Defending his demand for compensation for two unidentified “experts” who neither testified nor submitted reports, Mr. Shoemaker asserted that his word should be considered as good as judicial gold:

“When counsel… represents to the Court that he has expended these funds in the furtherance of his client’s case, then his word, as an officer of the Court, should be sufficient… [There is] a real need to protect these doctors from unnecessary exposure in the event that they are not, in fact, called upon to prepare a report or testify.”

These arguments did not avail Mr. Shoemaker or his bevy of colleagues, recruited with apparent certainty that every demand would be paid from the public fisc. In her only increases to the award originally granted by Special Master Moran, Judge Hewitt corrected an error in his calculation of expert witness fees, and raised the rate for Israeli immunologist Dr. Yehuda Shoenfeld from $300 to $350 per hour. The final bottom line over and above the award of $103,000.00 paid to the petitioner in Sabella v. HHS was $62,897.50 for attorneys’ fees and $24,637.28 for costs. Given that 42 U.S.C. § 300aa-15(e)(3) prohibits attorneys from charging petitioners for fees or costs in excess of the amount awarded by the court, one can only guess whether those individuals whose services were judged to be unnecessary or overvalued will seek alternate means to recover their anticipated rewards.

※ ※ ※

§ Check your understanding:
1. Retype the Sabella fee passage word for word, everything from "These arguments did" down to "their anticipated rewards.".
2. Continue the passage on the Sabella fee award, starting after its final sentence.

§ Supplied information:
※ ※ ※

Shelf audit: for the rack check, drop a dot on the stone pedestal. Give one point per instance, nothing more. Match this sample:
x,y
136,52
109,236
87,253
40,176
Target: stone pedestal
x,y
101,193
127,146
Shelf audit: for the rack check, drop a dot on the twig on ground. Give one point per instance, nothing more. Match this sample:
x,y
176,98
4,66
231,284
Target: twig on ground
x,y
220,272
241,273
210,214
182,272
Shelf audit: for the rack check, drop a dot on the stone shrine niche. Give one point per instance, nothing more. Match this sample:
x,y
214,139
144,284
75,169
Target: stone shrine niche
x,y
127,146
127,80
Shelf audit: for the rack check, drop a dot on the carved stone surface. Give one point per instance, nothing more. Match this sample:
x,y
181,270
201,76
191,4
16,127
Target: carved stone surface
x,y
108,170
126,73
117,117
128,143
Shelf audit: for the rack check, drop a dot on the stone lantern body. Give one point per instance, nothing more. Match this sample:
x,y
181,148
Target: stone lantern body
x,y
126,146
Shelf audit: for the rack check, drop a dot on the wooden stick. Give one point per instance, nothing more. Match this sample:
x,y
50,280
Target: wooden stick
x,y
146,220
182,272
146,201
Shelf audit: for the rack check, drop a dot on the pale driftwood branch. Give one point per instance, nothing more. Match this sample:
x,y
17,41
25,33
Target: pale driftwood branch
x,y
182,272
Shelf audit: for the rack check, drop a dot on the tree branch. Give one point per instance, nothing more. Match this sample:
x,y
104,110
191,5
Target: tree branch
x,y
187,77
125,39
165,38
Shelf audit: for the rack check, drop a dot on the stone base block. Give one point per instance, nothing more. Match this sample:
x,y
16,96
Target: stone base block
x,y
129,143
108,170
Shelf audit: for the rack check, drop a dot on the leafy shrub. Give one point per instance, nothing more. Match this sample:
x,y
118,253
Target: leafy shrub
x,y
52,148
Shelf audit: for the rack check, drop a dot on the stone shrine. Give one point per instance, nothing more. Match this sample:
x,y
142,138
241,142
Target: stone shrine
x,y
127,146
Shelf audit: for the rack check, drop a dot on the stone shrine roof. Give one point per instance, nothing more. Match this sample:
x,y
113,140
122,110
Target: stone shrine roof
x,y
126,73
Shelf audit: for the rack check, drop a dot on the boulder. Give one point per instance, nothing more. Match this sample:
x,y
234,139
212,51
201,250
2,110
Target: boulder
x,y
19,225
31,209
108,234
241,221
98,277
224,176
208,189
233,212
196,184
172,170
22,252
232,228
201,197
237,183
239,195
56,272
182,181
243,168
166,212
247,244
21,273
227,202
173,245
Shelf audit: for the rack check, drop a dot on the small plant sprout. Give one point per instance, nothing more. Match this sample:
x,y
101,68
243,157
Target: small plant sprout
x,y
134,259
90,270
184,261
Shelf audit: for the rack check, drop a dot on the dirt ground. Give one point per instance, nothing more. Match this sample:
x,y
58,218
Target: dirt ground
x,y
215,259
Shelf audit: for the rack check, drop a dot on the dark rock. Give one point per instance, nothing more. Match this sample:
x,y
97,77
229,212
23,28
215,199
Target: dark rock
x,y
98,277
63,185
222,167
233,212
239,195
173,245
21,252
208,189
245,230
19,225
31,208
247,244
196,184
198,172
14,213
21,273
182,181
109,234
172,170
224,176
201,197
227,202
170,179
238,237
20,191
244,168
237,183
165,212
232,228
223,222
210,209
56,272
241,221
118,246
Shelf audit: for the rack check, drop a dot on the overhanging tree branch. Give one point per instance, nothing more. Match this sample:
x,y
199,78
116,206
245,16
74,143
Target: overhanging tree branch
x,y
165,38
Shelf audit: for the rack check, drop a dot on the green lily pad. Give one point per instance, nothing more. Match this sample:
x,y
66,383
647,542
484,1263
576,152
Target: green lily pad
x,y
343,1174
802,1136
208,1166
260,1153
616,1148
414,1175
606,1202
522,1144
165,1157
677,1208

※ ※ ※

§ Task-by-task outputs:
1.
These arguments did not avail Mr. Shoemaker or his bevy of colleagues, recruited with apparent certainty that every demand would be paid from the public fisc. In her only increases to the award originally granted by Special Master Moran, Judge Hewitt corrected an error in his calculation of expert witness fees, and raised the rate for Israeli immunologist Dr. Yehuda Shoenfeld from $300 to $350 per hour. The final bottom line over and above the award of $103,000.00 paid to the petitioner in Sabella v. HHS was $62,897.50 for attorneys’ fees and $24,637.28 for costs. Given that 42 U.S.C. § 300aa-15(e)(3) prohibits attorneys from charging petitioners for fees or costs in excess of the amount awarded by the court, one can only guess whether those individuals whose services were judged to be unnecessary or overvalued will seek alternate means to recover their anticipated rewards.

2.
Comments


  1. That deduction for ad hominem attacks gave me quite a chuckle. So well deserved!

    abfh    2009-03-21 14:11    #

  2. “Consistently assuming the victim posture, Mr. Shoemaker contended that the special master’s adjustments of Dr. Geier’s fees constituted an “attack” on his longtime colleague.”

    Sounds like he’s finally starting to understand. The jig is up, Cliffie, go chase an ambulance. If you keep sucking at the public’s tit, it’s gonna turn sour on you.

    — Clay    2009-03-21 15:37    #

  3. I love this guy. If he is from Vienna, VA, does this mean he has some kind of tie-up with that crazy Barbara Fisher? I suspect that’s how he has turned this autism thing into cash.

    — Richard Taylor    2009-03-23 14:27    #

  4. Yes, Mr. Shoemaker is on the board of the National Vaccine Information Center.

    It pays to stir the pot.

    Kathleen Seidel    2009-03-23 14:40    #

  5. Shoemaker is shameless! It’s breathtaking. I’m glad to see a little restraint placed on his cash grab.